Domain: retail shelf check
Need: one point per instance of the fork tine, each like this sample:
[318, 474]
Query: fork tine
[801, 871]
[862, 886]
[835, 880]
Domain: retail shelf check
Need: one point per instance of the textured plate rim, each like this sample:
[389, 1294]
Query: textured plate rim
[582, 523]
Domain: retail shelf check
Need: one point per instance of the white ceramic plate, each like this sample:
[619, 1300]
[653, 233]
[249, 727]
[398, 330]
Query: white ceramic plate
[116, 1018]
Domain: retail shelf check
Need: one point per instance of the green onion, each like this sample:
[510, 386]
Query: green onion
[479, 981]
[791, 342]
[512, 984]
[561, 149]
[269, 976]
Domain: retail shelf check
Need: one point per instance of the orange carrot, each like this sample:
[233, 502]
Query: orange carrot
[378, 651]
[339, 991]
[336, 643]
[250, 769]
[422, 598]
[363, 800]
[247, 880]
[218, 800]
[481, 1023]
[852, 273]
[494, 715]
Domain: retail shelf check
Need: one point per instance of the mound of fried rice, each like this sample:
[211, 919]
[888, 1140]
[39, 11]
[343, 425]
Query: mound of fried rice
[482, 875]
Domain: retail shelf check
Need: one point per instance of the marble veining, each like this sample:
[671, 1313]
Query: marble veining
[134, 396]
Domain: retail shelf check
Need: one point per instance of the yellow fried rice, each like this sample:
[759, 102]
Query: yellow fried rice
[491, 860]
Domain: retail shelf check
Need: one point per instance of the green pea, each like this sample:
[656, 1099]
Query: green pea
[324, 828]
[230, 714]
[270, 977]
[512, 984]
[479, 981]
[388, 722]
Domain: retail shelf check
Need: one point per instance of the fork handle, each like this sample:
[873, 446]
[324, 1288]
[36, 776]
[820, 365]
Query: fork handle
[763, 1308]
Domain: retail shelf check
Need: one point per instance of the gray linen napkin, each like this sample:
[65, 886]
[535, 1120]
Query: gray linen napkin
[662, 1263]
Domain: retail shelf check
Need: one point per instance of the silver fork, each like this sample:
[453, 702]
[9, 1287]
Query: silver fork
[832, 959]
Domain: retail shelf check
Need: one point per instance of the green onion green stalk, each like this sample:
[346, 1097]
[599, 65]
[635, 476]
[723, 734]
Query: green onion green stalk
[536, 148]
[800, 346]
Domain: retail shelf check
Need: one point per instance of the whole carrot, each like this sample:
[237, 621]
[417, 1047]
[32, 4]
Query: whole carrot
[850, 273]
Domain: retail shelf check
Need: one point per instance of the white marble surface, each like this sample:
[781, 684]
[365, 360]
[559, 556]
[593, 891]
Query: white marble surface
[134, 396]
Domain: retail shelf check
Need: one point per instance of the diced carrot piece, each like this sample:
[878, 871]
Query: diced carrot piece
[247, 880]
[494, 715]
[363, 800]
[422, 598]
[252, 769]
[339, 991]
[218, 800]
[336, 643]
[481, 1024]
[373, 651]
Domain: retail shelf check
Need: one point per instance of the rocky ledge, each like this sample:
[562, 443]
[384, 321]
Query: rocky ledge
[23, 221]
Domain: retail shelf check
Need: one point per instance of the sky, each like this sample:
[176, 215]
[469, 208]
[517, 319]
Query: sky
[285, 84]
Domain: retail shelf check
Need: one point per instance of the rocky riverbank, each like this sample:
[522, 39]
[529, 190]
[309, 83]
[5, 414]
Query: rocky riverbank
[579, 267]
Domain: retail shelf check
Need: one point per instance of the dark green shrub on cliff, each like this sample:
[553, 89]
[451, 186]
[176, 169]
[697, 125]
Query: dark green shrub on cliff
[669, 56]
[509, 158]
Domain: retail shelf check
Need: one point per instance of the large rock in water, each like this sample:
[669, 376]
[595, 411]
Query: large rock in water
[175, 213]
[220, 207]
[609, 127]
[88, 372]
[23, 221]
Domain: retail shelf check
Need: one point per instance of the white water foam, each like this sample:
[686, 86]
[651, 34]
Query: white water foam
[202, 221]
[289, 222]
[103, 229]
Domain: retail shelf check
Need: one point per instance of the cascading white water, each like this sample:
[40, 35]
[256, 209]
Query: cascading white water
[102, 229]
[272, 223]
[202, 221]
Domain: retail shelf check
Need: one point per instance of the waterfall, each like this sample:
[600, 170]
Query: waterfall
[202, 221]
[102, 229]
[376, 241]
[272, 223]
══════
TASK BRIEF: State how many lines of the data above contain the string "shrub", matching case exactly. Give only the number.

RESULT OF THE EXERCISE: 2